PM 3.1 Clustering - Reinstalling after master node failed

mylesw · Jul 28, 2014

I have a PM 3.1 cluster that has about 5 node members. On the weekend, the master server for the cluster died and we had to wipe & re-install PM on it. Its back online now, but its no longer part of the cluster. I did a cluster create on it, and that's done. But none of the child nodes are connected to it.

What do I need to do in order to re-attach a child node to a re-installed master node in a cluster? The cluster name is the same, but of course it has regenerated a new SSL key on re-installation.

Thanks in advance for any assistance.

Myles

dietmar · Jul 28, 2014

mylesw said:
I have a PM 3.1 cluster that has about 5 node members. On the weekend, the master server for the cluster died and we had to wipe & re-install PM on it. Its back online now, but its no longer part of the cluster. I did a cluster create on it, and that's done. But none of the child nodes are connected to it.

Never do a cluster create when you want to join an existing cluster!

mylesw said:
What do I need to do in order to re-attach a child node to a re-installed master node in a cluster?

I have no clue what you talk about. There is simply no 'master' and no 'slave' in a pve cluster.
To add a node, use 'pvecm add'

mylesw · Jul 28, 2014

dietmar said:
Never do a cluster create when you want to join an existing cluster!I have no clue what you talk about. There is simply no 'master' and no 'slave' in a pve cluster.To add a node, use 'pvecm add'

Ah, you might have just solved my problem. I was under the impression that a cluster had a master node and all children join to it. Since we normally create the cluster on a master first, and then do an add node on the children, it suggested to me that it had some form of hierachy to it. Are you saying that this is just semantic - that I should just add the original master node back to the cluster again?

> [REQUEST A]
Copy the forum thread about rejoining nodes after reinstalling a PM 3.1 cluster's master node, word for word.

> [RECORDS FOR THIS TASK]
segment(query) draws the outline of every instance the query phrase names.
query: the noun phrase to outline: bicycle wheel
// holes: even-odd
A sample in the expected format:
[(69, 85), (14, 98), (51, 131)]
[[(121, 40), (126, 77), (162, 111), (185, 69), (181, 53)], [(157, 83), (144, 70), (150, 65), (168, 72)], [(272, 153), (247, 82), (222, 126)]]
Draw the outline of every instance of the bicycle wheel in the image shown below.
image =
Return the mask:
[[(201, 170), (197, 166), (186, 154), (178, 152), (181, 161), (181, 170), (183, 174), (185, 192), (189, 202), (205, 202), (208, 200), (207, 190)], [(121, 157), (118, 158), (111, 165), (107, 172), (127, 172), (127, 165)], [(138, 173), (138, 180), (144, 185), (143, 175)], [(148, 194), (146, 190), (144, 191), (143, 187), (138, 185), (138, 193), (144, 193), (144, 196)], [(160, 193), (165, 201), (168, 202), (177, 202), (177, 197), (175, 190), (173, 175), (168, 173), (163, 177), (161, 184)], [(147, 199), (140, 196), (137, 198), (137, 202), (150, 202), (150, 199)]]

> [REQUEST B]
Write out every line of the records above without any changes.

> [RESPONSE A]
PM 3.1 Clustering - Reinstalling after master node failed

mylesw · Jul 28, 2014

I have a PM 3.1 cluster that has about 5 node members. On the weekend, the master server for the cluster died and we had to wipe & re-install PM on it. Its back online now, but its no longer part of the cluster. I did a cluster create on it, and that's done. But none of the child nodes are connected to it.

What do I need to do in order to re-attach a child node to a re-installed master node in a cluster? The cluster name is the same, but of course it has regenerated a new SSL key on re-installation.

Thanks in advance for any assistance.

Myles

dietmar · Jul 28, 2014

mylesw said:
I have a PM 3.1 cluster that has about 5 node members. On the weekend, the master server for the cluster died and we had to wipe & re-install PM on it. Its back online now, but its no longer part of the cluster. I did a cluster create on it, and that's done. But none of the child nodes are connected to it.

Never do a cluster create when you want to join an existing cluster!

mylesw said:
What do I need to do in order to re-attach a child node to a re-installed master node in a cluster?

I have no clue what you talk about. There is simply no 'master' and no 'slave' in a pve cluster.
To add a node, use 'pvecm add'

mylesw · Jul 28, 2014

dietmar said:
Never do a cluster create when you want to join an existing cluster!I have no clue what you talk about. There is simply no 'master' and no 'slave' in a pve cluster.To add a node, use 'pvecm add'

Ah, you might have just solved my problem. I was under the impression that a cluster had a master node and all children join to it. Since we normally create the cluster on a master first, and then do an add node on the children, it suggested to me that it had some form of hierachy to it. Are you saying that this is just semantic - that I should just add the original master node back to the cluster again?

> [RESPONSE B]
segment(query) draws the outline of every instance the query phrase names.
query: the noun phrase to outline: bicycle wheel
// holes: even-odd
A sample in the expected format:
[(69, 85), (14, 98), (51, 131)]
[[(121, 40), (126, 77), (162, 111), (185, 69), (181, 53)], [(157, 83), (144, 70), (150, 65), (168, 72)], [(272, 153), (247, 82), (222, 126)]]
Draw the outline of every instance of the bicycle wheel in the image shown below.
image =
Return the mask:
[[(201, 170), (197, 166), (186, 154), (178, 152), (181, 161), (181, 170), (183, 174), (185, 192), (189, 202), (205, 202), (208, 200), (207, 190)], [(121, 157), (118, 158), (111, 165), (107, 172), (127, 172), (127, 165)], [(138, 173), (138, 180), (144, 185), (143, 175)], [(148, 194), (146, 190), (144, 191), (143, 187), (138, 185), (138, 193), (144, 193), (144, 196)], [(160, 193), (165, 201), (168, 202), (177, 202), (177, 197), (175, 190), (173, 175), (168, 173), (163, 177), (161, 184)], [(147, 199), (140, 196), (137, 198), (137, 202), (150, 202), (150, 199)]]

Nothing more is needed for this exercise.